▶ Instruction:
Format every line of the listing below as a JSON list of strings, one string per line, skipping blank lines and leaving out the pictures.

▶ Material supplied:
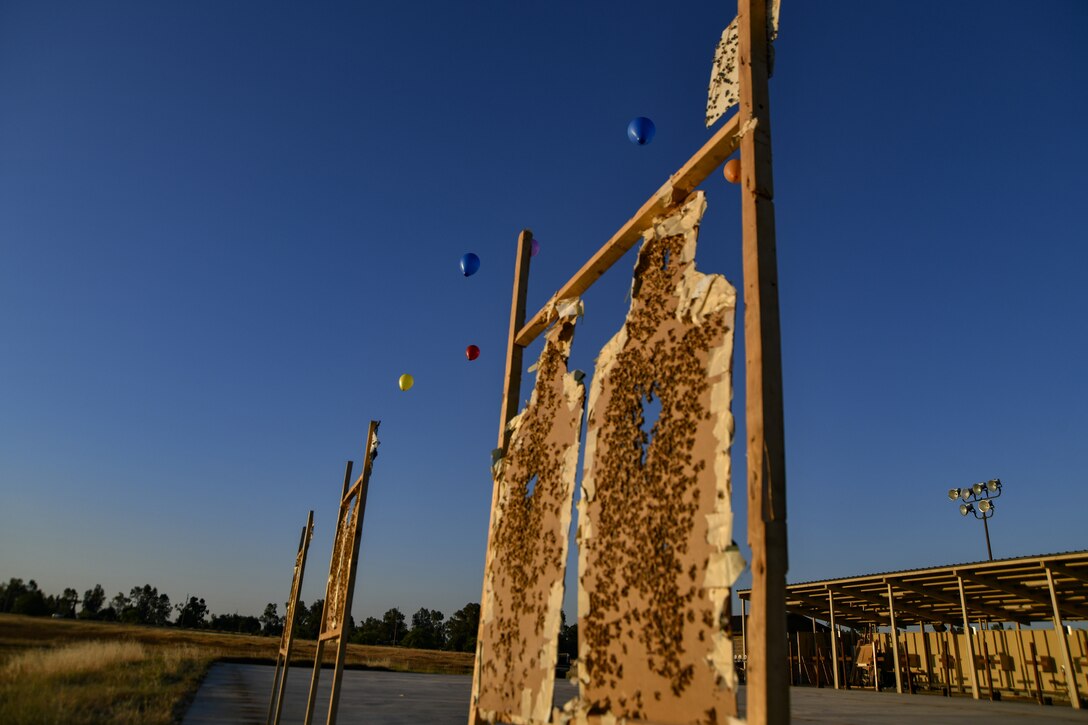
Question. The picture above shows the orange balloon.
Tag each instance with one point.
(732, 171)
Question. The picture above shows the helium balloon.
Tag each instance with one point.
(732, 171)
(641, 131)
(469, 265)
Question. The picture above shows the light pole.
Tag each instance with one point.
(978, 500)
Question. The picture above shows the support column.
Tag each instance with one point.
(926, 654)
(768, 690)
(1071, 673)
(894, 641)
(835, 638)
(971, 643)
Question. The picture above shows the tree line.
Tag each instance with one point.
(145, 605)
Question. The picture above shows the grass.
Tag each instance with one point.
(65, 671)
(100, 682)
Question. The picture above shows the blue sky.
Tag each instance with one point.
(227, 229)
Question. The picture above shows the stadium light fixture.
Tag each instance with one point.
(977, 500)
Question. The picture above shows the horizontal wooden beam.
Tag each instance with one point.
(879, 601)
(931, 592)
(677, 188)
(1024, 592)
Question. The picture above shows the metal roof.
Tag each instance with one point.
(1002, 590)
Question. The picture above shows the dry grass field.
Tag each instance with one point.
(65, 671)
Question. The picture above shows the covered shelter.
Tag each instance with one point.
(992, 614)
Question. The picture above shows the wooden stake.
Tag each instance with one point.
(971, 642)
(835, 649)
(768, 695)
(1071, 673)
(280, 682)
(894, 641)
(511, 391)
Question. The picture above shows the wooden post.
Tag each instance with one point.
(768, 693)
(744, 636)
(894, 641)
(340, 589)
(927, 655)
(1038, 677)
(360, 510)
(287, 641)
(986, 660)
(835, 649)
(1071, 673)
(1020, 649)
(971, 643)
(944, 664)
(511, 391)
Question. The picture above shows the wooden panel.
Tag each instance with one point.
(655, 521)
(520, 614)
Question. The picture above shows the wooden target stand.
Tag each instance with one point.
(767, 675)
(287, 638)
(341, 586)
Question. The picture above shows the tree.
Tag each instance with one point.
(65, 605)
(93, 600)
(271, 622)
(31, 602)
(428, 630)
(237, 623)
(10, 592)
(147, 606)
(192, 614)
(393, 622)
(371, 631)
(462, 627)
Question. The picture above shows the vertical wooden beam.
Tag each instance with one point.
(768, 693)
(986, 660)
(744, 636)
(511, 381)
(1071, 673)
(511, 391)
(971, 643)
(894, 640)
(926, 653)
(835, 638)
(360, 510)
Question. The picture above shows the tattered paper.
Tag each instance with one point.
(725, 90)
(655, 521)
(523, 585)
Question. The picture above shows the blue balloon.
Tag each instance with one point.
(469, 265)
(641, 131)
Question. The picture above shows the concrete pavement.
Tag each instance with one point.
(239, 693)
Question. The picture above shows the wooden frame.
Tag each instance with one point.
(750, 131)
(287, 637)
(342, 568)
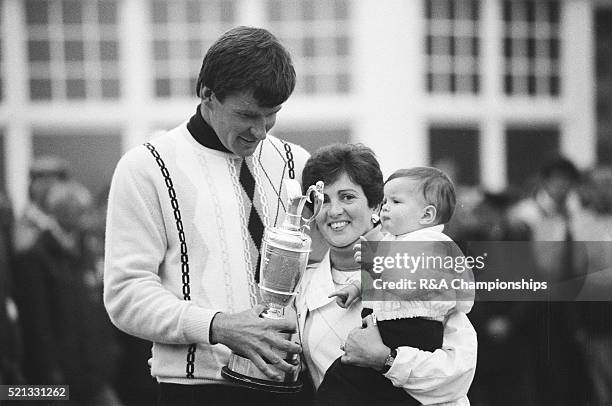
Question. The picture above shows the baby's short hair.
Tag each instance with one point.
(437, 188)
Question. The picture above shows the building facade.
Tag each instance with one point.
(488, 87)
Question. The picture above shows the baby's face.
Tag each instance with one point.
(403, 206)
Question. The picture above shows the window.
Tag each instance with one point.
(314, 138)
(73, 49)
(316, 32)
(455, 150)
(182, 32)
(542, 143)
(531, 47)
(452, 46)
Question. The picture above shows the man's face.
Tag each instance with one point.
(240, 123)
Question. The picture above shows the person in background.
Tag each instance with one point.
(551, 326)
(10, 338)
(44, 172)
(64, 336)
(593, 224)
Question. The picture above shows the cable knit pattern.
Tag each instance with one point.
(143, 282)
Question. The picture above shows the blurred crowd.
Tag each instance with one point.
(53, 325)
(54, 329)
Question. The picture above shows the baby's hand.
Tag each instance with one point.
(357, 249)
(346, 296)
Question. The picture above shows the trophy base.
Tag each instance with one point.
(242, 371)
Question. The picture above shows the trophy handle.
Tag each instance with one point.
(317, 190)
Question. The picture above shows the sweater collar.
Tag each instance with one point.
(203, 133)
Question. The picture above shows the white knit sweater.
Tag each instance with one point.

▶ Solved problem:
[
  "Question. The picture above shows the orange balloon.",
  "Tag each instance with one point.",
  "(732, 171)",
  "Question. The picture above shows the helium balloon.",
  "Tag each instance with one point.",
  "(732, 171)",
  "(641, 131)",
  "(469, 265)",
  "Question. The picture above shows the light pole.",
  "Tag each instance with one point.",
  "(978, 500)",
  "Question. The picture above shows the support column.",
  "Tag each instance with one point.",
  "(926, 654)",
  "(768, 690)",
  "(1071, 673)",
  "(894, 641)",
  "(835, 638)",
  "(971, 643)",
  "Question. The picture above shows the tree line.",
  "Tag each instance with one point.",
  "(145, 605)",
  "Question. The picture above shows the grass.",
  "Tag each instance with one point.",
  "(65, 671)",
  "(100, 682)",
  "Question. The picture above shows the blue sky.",
  "Tag each instance with one point.",
  "(227, 229)",
  "Question. The picture above shows the stadium light fixture.",
  "Tag each instance with one point.",
  "(977, 500)",
  "Question. The picture above shows the horizontal wooden beam.",
  "Tag each instance with one point.",
  "(879, 601)",
  "(931, 592)",
  "(677, 188)",
  "(1024, 592)",
  "Question. The picture above shows the metal roof.",
  "Tag each instance with one point.",
  "(1002, 590)",
  "Question. The picture above shows the dry grass field.",
  "Tag each instance with one point.",
  "(65, 671)",
  "Question. The picture above shows the covered shelter.",
  "Tag each instance with one point.",
  "(992, 614)",
  "Question. The picture above shows the wooden stake.",
  "Tag each instance with one point.",
  "(971, 642)",
  "(835, 649)",
  "(768, 695)",
  "(1071, 673)",
  "(280, 682)",
  "(894, 641)",
  "(511, 391)",
  "Question. The picture above shows the wooden post.",
  "Tag each instance with one point.",
  "(768, 693)",
  "(744, 636)",
  "(894, 641)",
  "(340, 589)",
  "(927, 655)",
  "(1038, 677)",
  "(360, 510)",
  "(287, 641)",
  "(986, 660)",
  "(835, 649)",
  "(1071, 673)",
  "(1020, 649)",
  "(971, 643)",
  "(944, 664)",
  "(511, 391)",
  "Question. The picture above shows the wooden panel.",
  "Tag each instance with one point.",
  "(655, 521)",
  "(520, 614)",
  "Question. The picture above shows the wooden target stand.",
  "Tag each instance with one point.",
  "(767, 675)",
  "(287, 638)",
  "(341, 586)",
  "Question. The picture above shows the tree.",
  "Tag each instance with one point.",
  "(65, 605)",
  "(93, 600)",
  "(271, 622)",
  "(31, 602)",
  "(428, 630)",
  "(237, 623)",
  "(10, 592)",
  "(147, 606)",
  "(192, 614)",
  "(393, 622)",
  "(371, 631)",
  "(462, 627)",
  "Question. The picture above shows the vertical wooden beam.",
  "Tag each instance with one point.",
  "(768, 693)",
  "(986, 660)",
  "(744, 636)",
  "(511, 381)",
  "(1071, 673)",
  "(511, 391)",
  "(971, 643)",
  "(894, 640)",
  "(926, 653)",
  "(835, 638)",
  "(360, 510)",
  "Question. The picture above shows the tattered paper.",
  "Tag each instance with one point.",
  "(725, 90)",
  "(655, 521)",
  "(523, 585)",
  "Question. The picture above shows the blue balloon.",
  "Tag each instance with one point.",
  "(469, 265)",
  "(641, 131)",
  "Question. The picture above shows the concrete pavement.",
  "Tag each instance with one point.",
  "(239, 693)",
  "Question. The picture above shows the wooden frame.",
  "Tag each instance with one point.",
  "(750, 131)",
  "(287, 637)",
  "(342, 568)",
  "Question. The picture above shows the baby's short hair.",
  "Tag each instance with one point.",
  "(437, 188)",
  "Question. The picture above shows the building facade.",
  "Tag each instance with one point.",
  "(488, 87)",
  "Question. The picture above shows the baby's face.",
  "Tag each instance with one point.",
  "(403, 206)",
  "Question. The picture above shows the window.",
  "Tag each instance with one point.",
  "(314, 138)",
  "(73, 49)",
  "(316, 32)",
  "(455, 150)",
  "(182, 32)",
  "(542, 143)",
  "(531, 47)",
  "(452, 46)",
  "Question. The picture above shows the man's face.",
  "Tag each instance with one point.",
  "(240, 123)",
  "Question. The picture above shows the person in background.",
  "Tag each instance with one point.",
  "(551, 326)",
  "(10, 338)",
  "(44, 172)",
  "(64, 336)",
  "(593, 224)",
  "Question. The picture above shows the cable knit pattern.",
  "Tag each instance with one point.",
  "(143, 282)",
  "Question. The picture above shows the blurred crowd.",
  "Tag each instance with one point.",
  "(53, 325)",
  "(54, 329)",
  "Question. The picture above shows the baby's hand.",
  "Tag each instance with one point.",
  "(357, 249)",
  "(346, 296)",
  "Question. The picture above shows the trophy base.",
  "Tag each instance with one point.",
  "(242, 371)",
  "Question. The picture above shows the trophy handle.",
  "Tag each instance with one point.",
  "(317, 190)",
  "Question. The picture above shows the sweater collar.",
  "Tag each instance with one point.",
  "(203, 133)",
  "Question. The picture above shows the white knit sweater.",
  "Tag each instance with one point."
]